- WHAT IS EXPECTED:
The data is to be repeated exactly, with the images removed.

- ENTRIES SHOWN:

###

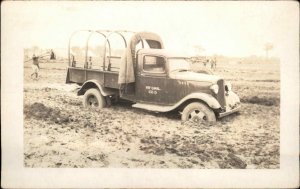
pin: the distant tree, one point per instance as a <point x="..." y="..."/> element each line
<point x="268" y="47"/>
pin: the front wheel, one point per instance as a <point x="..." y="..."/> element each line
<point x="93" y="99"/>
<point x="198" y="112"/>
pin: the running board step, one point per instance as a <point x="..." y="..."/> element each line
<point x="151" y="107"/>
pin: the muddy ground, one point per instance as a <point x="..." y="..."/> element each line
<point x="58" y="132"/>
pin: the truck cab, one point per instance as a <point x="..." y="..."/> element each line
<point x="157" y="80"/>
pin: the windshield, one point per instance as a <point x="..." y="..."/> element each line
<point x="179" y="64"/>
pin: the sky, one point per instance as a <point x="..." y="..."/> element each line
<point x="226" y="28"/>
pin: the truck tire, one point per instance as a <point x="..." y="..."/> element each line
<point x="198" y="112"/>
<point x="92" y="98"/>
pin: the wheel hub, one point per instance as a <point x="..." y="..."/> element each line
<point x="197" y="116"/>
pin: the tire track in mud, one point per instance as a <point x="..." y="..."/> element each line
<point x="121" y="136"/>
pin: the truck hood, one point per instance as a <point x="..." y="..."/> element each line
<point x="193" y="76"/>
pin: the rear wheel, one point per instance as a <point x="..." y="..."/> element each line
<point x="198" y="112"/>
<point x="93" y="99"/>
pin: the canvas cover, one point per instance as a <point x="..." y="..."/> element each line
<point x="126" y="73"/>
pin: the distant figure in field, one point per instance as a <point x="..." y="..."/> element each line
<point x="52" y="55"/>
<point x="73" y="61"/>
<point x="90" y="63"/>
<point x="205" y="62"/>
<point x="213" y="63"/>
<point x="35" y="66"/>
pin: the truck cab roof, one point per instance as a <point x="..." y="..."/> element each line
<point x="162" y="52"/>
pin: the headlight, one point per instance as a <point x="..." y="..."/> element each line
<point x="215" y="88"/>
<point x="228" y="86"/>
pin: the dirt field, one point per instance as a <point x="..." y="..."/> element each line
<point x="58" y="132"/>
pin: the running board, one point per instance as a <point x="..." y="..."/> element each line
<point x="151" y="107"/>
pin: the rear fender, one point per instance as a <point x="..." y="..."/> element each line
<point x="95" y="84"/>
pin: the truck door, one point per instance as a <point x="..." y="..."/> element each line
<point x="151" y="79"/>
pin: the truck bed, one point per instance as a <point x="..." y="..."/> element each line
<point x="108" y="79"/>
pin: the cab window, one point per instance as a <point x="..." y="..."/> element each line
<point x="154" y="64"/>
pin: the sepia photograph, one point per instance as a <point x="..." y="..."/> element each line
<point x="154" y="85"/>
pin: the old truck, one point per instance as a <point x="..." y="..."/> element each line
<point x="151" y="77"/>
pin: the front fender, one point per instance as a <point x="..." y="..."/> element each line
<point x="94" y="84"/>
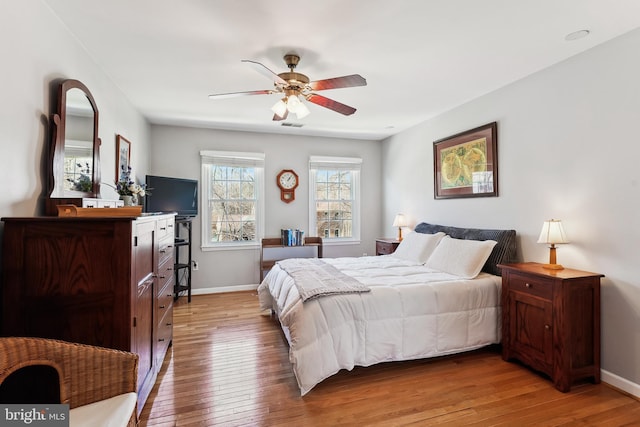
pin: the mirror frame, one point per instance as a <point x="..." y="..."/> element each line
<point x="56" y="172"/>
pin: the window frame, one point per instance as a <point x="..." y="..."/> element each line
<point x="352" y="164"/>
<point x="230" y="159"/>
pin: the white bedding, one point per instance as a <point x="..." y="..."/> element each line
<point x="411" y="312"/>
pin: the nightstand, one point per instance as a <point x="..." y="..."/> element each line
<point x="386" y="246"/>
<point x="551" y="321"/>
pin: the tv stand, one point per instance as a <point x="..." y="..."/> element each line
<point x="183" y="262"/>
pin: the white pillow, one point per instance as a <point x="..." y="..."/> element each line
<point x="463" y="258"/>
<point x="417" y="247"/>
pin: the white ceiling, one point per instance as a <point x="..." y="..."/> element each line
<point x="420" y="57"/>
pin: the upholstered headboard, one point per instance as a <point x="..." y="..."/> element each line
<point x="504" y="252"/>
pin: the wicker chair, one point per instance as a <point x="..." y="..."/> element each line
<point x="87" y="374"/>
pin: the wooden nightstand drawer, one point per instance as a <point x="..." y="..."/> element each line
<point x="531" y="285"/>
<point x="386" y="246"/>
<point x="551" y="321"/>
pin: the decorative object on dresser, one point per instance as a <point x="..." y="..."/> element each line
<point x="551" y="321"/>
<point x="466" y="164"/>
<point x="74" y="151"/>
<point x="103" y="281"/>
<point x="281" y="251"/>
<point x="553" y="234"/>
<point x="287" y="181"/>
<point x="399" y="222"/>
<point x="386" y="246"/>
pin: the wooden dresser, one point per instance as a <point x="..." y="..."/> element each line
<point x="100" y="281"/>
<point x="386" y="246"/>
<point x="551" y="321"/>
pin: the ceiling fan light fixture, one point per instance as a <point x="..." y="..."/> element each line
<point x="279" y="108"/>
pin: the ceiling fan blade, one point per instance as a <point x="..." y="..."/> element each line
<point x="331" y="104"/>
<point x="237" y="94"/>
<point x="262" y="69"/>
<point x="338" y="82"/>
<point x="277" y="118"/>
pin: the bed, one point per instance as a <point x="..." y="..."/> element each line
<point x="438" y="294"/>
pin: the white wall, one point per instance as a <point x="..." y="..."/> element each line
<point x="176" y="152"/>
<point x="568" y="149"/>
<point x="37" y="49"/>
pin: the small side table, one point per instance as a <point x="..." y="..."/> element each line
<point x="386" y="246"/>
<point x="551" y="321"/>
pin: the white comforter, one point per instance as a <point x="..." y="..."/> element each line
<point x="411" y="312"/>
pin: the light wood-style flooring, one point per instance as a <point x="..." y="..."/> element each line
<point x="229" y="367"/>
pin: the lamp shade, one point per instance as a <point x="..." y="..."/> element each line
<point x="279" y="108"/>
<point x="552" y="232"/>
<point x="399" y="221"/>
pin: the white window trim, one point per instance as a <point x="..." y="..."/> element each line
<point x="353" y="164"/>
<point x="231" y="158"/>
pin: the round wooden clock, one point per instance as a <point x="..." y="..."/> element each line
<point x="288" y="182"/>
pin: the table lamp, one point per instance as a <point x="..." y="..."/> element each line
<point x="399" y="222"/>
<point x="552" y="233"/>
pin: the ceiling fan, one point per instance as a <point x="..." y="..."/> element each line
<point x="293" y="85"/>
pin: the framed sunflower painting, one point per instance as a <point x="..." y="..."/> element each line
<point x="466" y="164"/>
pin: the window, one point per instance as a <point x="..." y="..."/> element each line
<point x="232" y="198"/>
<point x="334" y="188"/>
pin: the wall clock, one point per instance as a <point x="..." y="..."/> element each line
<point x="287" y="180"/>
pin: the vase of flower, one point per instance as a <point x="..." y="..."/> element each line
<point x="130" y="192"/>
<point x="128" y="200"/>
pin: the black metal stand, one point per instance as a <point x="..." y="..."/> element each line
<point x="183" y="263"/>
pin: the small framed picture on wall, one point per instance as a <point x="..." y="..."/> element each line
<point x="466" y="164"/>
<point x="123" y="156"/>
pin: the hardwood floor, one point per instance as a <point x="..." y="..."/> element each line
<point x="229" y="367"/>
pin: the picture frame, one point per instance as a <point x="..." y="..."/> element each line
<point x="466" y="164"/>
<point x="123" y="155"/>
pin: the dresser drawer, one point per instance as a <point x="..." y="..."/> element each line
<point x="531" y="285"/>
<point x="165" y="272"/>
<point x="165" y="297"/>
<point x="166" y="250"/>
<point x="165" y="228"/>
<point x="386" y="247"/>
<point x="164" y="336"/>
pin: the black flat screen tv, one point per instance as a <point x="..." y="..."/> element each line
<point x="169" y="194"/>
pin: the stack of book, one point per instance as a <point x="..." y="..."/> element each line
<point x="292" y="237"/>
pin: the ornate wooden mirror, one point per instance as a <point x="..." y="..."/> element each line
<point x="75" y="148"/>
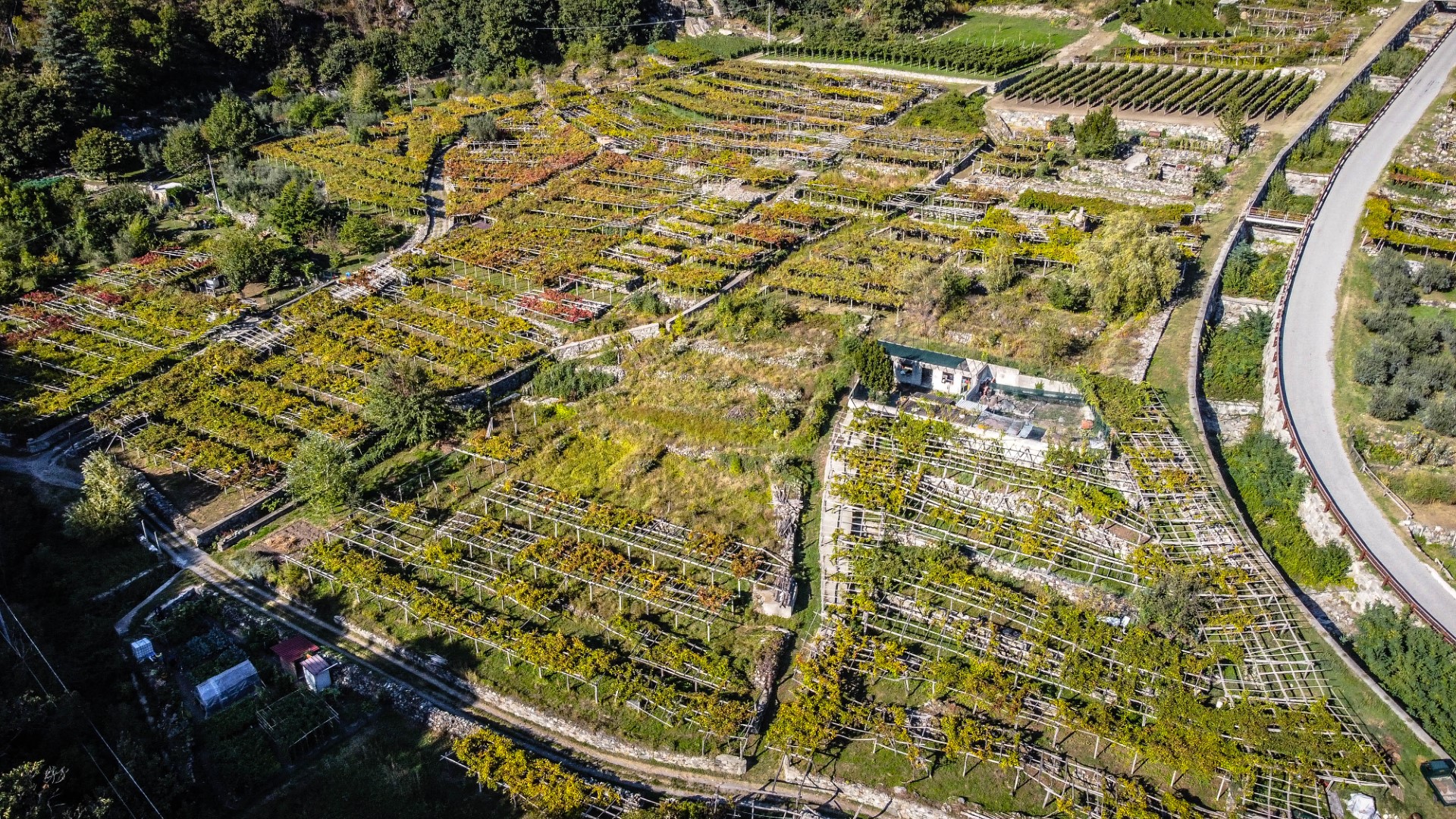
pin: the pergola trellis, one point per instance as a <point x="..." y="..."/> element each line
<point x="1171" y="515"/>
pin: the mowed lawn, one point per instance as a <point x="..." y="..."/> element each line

###

- ANSWER SPACE:
pin: the distant tree, one point per instance as a <point x="..." y="..."/> element each line
<point x="268" y="47"/>
pin: the front wheel, one point per instance as a <point x="..." y="..."/> element each line
<point x="93" y="99"/>
<point x="198" y="112"/>
pin: the running board step, one point per instance as a <point x="..." y="..."/> element each line
<point x="151" y="107"/>
pin: the muddy ground, one point per instance as a <point x="..." y="..."/> element each line
<point x="58" y="132"/>
pin: the truck cab, one point per instance as a <point x="..." y="..."/> element each line
<point x="157" y="80"/>
pin: the windshield, one point per instance as a <point x="..." y="..."/> element each line
<point x="179" y="64"/>
pin: the sky, one point per instance as a <point x="..." y="..."/> element each line
<point x="226" y="28"/>
pin: the truck tire, one point per instance as a <point x="..." y="..."/> element each line
<point x="198" y="112"/>
<point x="92" y="98"/>
pin: the wheel hub, one point per instance as a <point x="..." y="..."/> element each line
<point x="197" y="116"/>
pin: the tire track in mud, one point per instance as a <point x="..." y="..."/> element each line
<point x="121" y="136"/>
pin: the truck hood, one point per instance as a <point x="..." y="..."/> element each line
<point x="193" y="76"/>
pin: the rear wheel, one point per instance as a <point x="..." y="..."/> element each line
<point x="198" y="112"/>
<point x="93" y="99"/>
pin: the canvas cover, one point per instance as a <point x="..." y="..."/> element each line
<point x="126" y="73"/>
pin: the distant figure in field, one point per instance as a <point x="..." y="..."/> element each line
<point x="52" y="55"/>
<point x="73" y="61"/>
<point x="90" y="63"/>
<point x="205" y="62"/>
<point x="213" y="63"/>
<point x="35" y="66"/>
pin: the truck cab roof, one point per instance as a <point x="..." y="..."/> element each line
<point x="162" y="52"/>
pin: the headlight, one point per instance as a <point x="..." y="..."/> element each line
<point x="215" y="88"/>
<point x="228" y="86"/>
pin: the dirt field, one point per instance as a <point x="..." y="..."/> element each line
<point x="58" y="132"/>
pin: the running board, one point per instance as a <point x="..." y="..."/> element each line
<point x="151" y="107"/>
pin: the rear fender, one point per instance as a <point x="..." y="..."/> element each line
<point x="95" y="84"/>
pin: the truck door, one point per instance as a <point x="..." y="..."/> element each line
<point x="151" y="79"/>
pin: the truck bed, one point per instance as a <point x="..." y="..."/> element each line
<point x="108" y="79"/>
pin: the cab window, one point per instance as a <point x="..." y="..."/> element each line
<point x="154" y="64"/>
pin: the sepia photograph, one point per instance as a <point x="..." y="..."/> element each line
<point x="154" y="85"/>
pin: the old truck, one point per instance as a <point x="..." y="..."/> element each line
<point x="151" y="77"/>
pin: the front fender, one point per instance as a <point x="..." y="..."/> element each line
<point x="94" y="84"/>
pin: the mirror frame, one point per instance as a <point x="..." y="..."/> element each line
<point x="56" y="172"/>
pin: the window frame, one point per instance as a <point x="..." y="..."/> element each line
<point x="352" y="164"/>
<point x="230" y="159"/>
pin: the white bedding, one point per instance as a <point x="..." y="..."/> element each line
<point x="411" y="312"/>
pin: the nightstand, one point per instance as a <point x="..." y="..."/> element each line
<point x="386" y="246"/>
<point x="551" y="321"/>
pin: the tv stand, one point per instance as a <point x="..." y="..."/> element each line
<point x="183" y="262"/>
pin: the white pillow, one point per instance as a <point x="..." y="..."/> element each line
<point x="463" y="258"/>
<point x="417" y="247"/>
pin: the white ceiling, one point per instance as a <point x="..." y="..."/> element each line
<point x="420" y="57"/>
pin: the upholstered headboard, one point per instance as a <point x="..." y="..."/> element each line
<point x="504" y="252"/>
pin: the wicker chair, one point per instance as a <point x="..." y="..."/> element each line
<point x="87" y="374"/>
pin: the wooden nightstand drawer, one point per instance as a <point x="..." y="..."/> element each line
<point x="531" y="285"/>
<point x="386" y="246"/>
<point x="551" y="321"/>
pin: the decorative object on dresser, one point per instance as a <point x="..." y="..."/> element each line
<point x="551" y="321"/>
<point x="466" y="164"/>
<point x="74" y="151"/>
<point x="103" y="281"/>
<point x="281" y="251"/>
<point x="553" y="234"/>
<point x="287" y="181"/>
<point x="399" y="222"/>
<point x="386" y="246"/>
pin: the wooden dresser, one point per instance as a <point x="..." y="..."/> element each line
<point x="100" y="281"/>
<point x="386" y="246"/>
<point x="551" y="321"/>
pin: the ceiling fan light fixture, one point per instance as a <point x="..." y="..."/> element each line
<point x="279" y="108"/>
pin: the ceiling fan blade, one point per instance as a <point x="..." y="..."/> element each line
<point x="331" y="104"/>
<point x="237" y="94"/>
<point x="262" y="69"/>
<point x="338" y="82"/>
<point x="277" y="118"/>
pin: the bed, one point per instance as a <point x="..." y="..."/> element each line
<point x="438" y="294"/>
pin: the white wall, one point per instance as a <point x="..." y="..."/> element each line
<point x="176" y="152"/>
<point x="568" y="149"/>
<point x="37" y="49"/>
pin: the small side table, one point per instance as a <point x="..." y="..."/> element each line
<point x="386" y="246"/>
<point x="551" y="321"/>
pin: the white comforter, one point per instance as a <point x="..." y="..."/> element each line
<point x="411" y="312"/>
pin: the light wood-style flooring, one point per instance as a <point x="..." y="..."/> element each line
<point x="229" y="367"/>
pin: the lamp shade, one point per instance as a <point x="..." y="..."/> element each line
<point x="279" y="108"/>
<point x="552" y="232"/>
<point x="399" y="221"/>
pin: the white window trim, one point per instance as a <point x="..." y="..."/> element each line
<point x="353" y="164"/>
<point x="231" y="158"/>
pin: the round wooden clock, one point per instance as a <point x="..." y="..."/> element each line
<point x="288" y="182"/>
pin: the table lamp, one point per instance as a <point x="..." y="..."/> element each line
<point x="399" y="222"/>
<point x="552" y="233"/>
pin: the ceiling fan, one point per instance as a <point x="..." y="..."/> element each line
<point x="293" y="85"/>
pin: the framed sunflower painting, one point per instance as a <point x="..." y="..."/> element each line
<point x="466" y="164"/>
pin: the window, one point per instance as a <point x="..." y="..."/> element each line
<point x="232" y="198"/>
<point x="334" y="188"/>
pin: the wall clock, one point per instance as a <point x="..." y="..."/> element each line
<point x="287" y="180"/>
pin: the vase of flower, one point per instance as a <point x="..." y="..."/> element each line
<point x="130" y="192"/>
<point x="128" y="200"/>
pin: the black metal stand, one point per instance as a <point x="..." y="..."/> element each line
<point x="183" y="263"/>
pin: the small framed picture on wall, one point per instance as a <point x="..." y="..."/> element each line
<point x="466" y="164"/>
<point x="123" y="156"/>
pin: the hardwood floor, one point per instance as a <point x="..." y="..."/> element each line
<point x="229" y="367"/>
pin: the picture frame, one point per instance as a <point x="..." y="..."/> element each line
<point x="466" y="164"/>
<point x="123" y="155"/>
pin: the dresser drawer, one point per instance as a <point x="..." y="..."/> element each line
<point x="531" y="285"/>
<point x="165" y="272"/>
<point x="165" y="297"/>
<point x="166" y="250"/>
<point x="165" y="228"/>
<point x="386" y="247"/>
<point x="164" y="336"/>
pin: the black flat screen tv, one point per instance as a <point x="..." y="..."/> element each line
<point x="169" y="194"/>
pin: the stack of book, one point per instance as a <point x="..." y="..."/> element each line
<point x="292" y="237"/>
pin: the ornate wooden mirror, one point per instance as a <point x="..." y="..."/> element each line
<point x="75" y="148"/>
pin: the pergola trellis, one point per instance as a <point x="..." y="..."/> element each line
<point x="1171" y="515"/>
pin: the mowed lawn, one point per instance as a <point x="..." y="..."/> element each line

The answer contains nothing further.